What is being asked:
Reproduce every line from the one containing "Could you point out the red" through the end of the entries, requests included, shifting each point coordinate in the answers by adding 63 to it. Omit the pictures from your reproduction.

Source data:
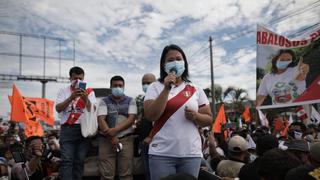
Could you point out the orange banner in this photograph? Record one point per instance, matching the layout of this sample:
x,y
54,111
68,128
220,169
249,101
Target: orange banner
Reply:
x,y
25,109
246,115
220,120
17,106
33,128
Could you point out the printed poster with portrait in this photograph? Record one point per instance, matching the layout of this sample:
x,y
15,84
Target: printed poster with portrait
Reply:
x,y
288,70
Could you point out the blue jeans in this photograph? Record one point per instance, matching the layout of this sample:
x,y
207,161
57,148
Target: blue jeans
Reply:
x,y
145,158
74,148
162,166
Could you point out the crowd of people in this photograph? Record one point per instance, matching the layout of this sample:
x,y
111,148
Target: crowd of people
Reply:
x,y
171,124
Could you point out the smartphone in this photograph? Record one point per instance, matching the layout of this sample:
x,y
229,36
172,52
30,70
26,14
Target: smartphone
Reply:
x,y
18,156
82,85
204,174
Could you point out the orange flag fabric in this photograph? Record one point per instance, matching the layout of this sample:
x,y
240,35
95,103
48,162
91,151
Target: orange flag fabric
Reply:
x,y
286,128
33,128
41,108
37,108
34,108
220,120
17,106
246,115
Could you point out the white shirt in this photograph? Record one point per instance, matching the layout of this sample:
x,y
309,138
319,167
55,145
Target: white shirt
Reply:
x,y
65,93
282,88
179,137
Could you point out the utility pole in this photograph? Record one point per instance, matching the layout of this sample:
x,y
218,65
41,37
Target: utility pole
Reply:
x,y
213,108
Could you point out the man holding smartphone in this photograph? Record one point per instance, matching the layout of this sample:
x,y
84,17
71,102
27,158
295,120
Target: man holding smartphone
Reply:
x,y
72,101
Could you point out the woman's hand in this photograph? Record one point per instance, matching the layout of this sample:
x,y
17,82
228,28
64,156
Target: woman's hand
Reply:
x,y
190,114
303,70
169,80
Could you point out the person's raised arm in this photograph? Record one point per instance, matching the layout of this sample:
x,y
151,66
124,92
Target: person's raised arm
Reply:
x,y
154,108
64,104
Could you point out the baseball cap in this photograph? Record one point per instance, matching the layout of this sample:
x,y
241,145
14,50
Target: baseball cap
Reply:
x,y
315,152
237,144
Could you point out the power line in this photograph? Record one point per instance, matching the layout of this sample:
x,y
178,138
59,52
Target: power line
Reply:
x,y
247,31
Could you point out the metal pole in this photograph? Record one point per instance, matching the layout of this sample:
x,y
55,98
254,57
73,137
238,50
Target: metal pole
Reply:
x,y
59,58
20,55
213,108
74,52
43,82
44,57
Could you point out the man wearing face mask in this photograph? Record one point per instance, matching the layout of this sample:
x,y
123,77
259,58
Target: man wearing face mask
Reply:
x,y
286,80
144,126
34,167
72,102
297,130
116,114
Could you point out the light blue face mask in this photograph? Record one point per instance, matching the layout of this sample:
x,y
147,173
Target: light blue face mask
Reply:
x,y
145,87
177,66
283,64
118,91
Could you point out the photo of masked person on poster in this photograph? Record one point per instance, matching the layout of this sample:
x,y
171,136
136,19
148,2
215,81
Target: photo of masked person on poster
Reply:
x,y
286,81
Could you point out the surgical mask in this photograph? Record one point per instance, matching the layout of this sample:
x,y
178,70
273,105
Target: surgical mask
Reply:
x,y
4,178
283,64
176,66
252,157
145,87
118,91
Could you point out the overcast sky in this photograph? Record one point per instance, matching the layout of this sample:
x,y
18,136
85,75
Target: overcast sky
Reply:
x,y
123,37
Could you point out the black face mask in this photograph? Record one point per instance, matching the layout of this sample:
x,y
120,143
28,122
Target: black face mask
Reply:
x,y
295,134
291,133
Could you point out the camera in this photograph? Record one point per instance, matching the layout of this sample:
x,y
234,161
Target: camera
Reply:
x,y
47,155
17,153
206,132
82,85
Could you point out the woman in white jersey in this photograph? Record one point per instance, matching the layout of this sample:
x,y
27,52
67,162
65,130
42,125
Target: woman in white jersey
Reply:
x,y
177,107
286,80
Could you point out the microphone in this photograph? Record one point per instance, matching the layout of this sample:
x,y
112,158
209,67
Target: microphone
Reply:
x,y
174,72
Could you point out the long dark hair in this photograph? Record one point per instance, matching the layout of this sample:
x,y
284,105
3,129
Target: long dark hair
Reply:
x,y
274,68
163,74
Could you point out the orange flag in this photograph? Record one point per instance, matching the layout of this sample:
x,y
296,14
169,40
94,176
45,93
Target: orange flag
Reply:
x,y
246,115
18,113
33,129
286,128
220,120
38,108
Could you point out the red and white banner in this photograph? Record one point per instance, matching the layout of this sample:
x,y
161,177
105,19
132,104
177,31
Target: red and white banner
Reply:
x,y
287,69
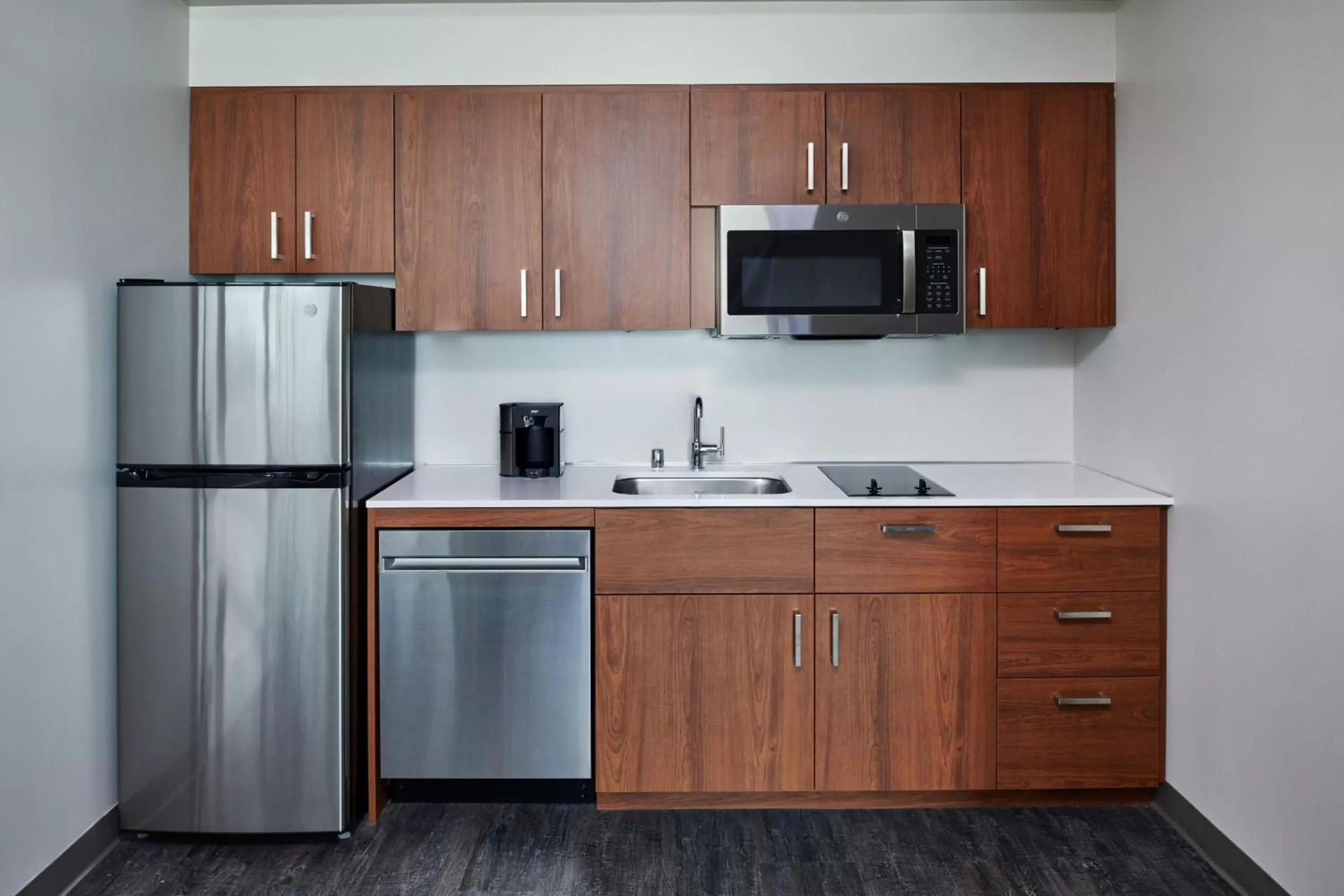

Solution to this exercise:
Could you point out the red and white banner in this photograph? Record one point per instance, matching the layout of this sample:
x,y
161,177
105,19
132,104
177,31
Target: red and white banner
Reply:
x,y
350,132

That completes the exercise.